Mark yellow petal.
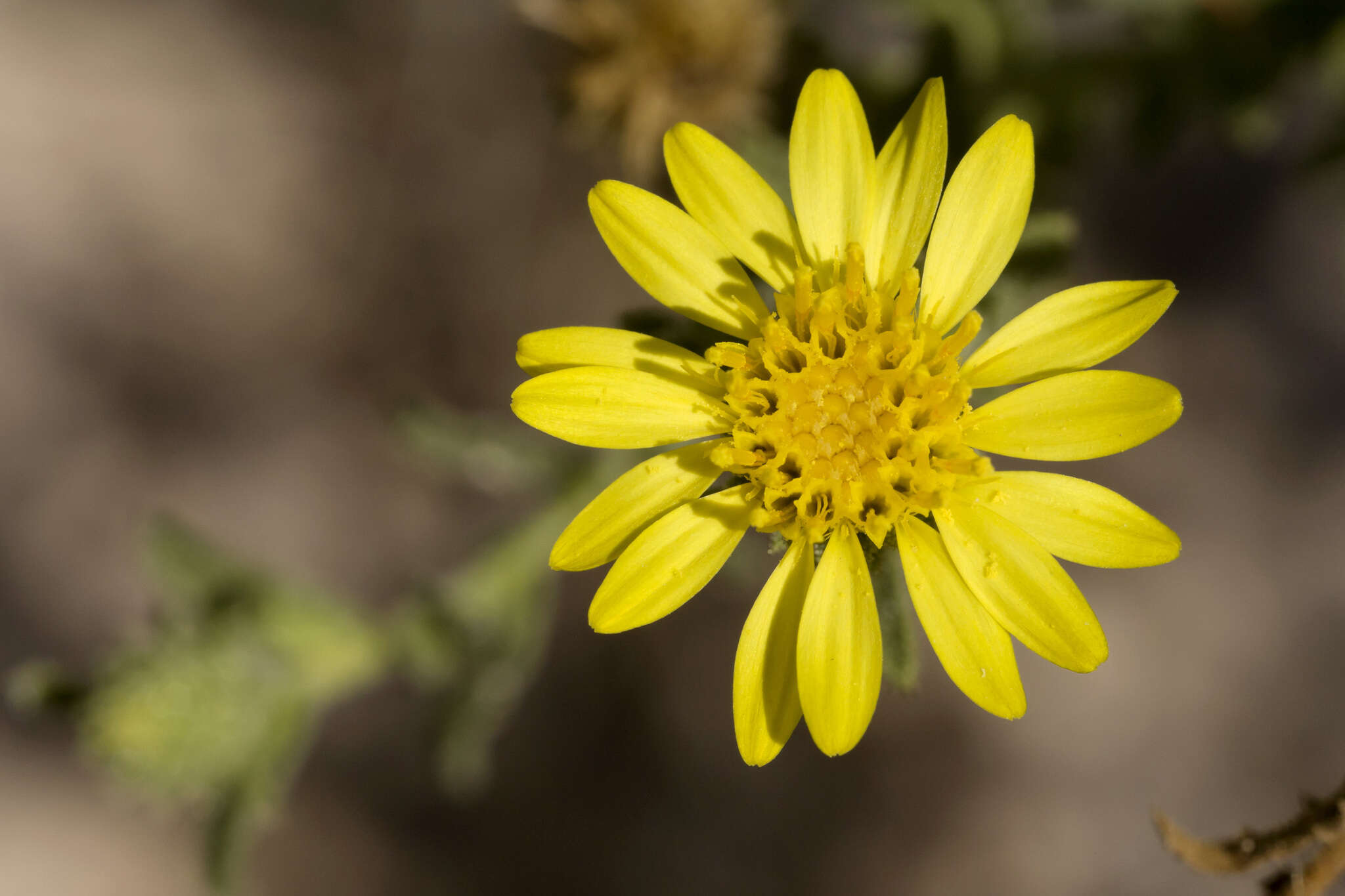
[514,326,724,395]
[552,439,722,570]
[663,122,799,290]
[897,516,1028,719]
[920,116,1034,333]
[933,503,1107,672]
[963,371,1181,461]
[789,68,874,274]
[797,525,882,756]
[589,180,766,339]
[864,78,948,295]
[961,280,1177,388]
[589,484,753,634]
[512,367,732,447]
[959,471,1181,568]
[733,539,812,765]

----------

GOAL:
Copy the whole listing above word for word, leaving out the picture.

WRITTEN SOLUTION:
Mark yellow petal.
[514,326,724,395]
[552,439,722,570]
[663,122,799,290]
[897,516,1028,719]
[920,116,1034,333]
[933,503,1107,672]
[963,371,1181,461]
[789,68,874,274]
[797,525,882,756]
[589,180,766,339]
[864,78,948,295]
[961,280,1177,388]
[589,484,753,634]
[512,367,732,447]
[959,471,1181,568]
[733,539,812,765]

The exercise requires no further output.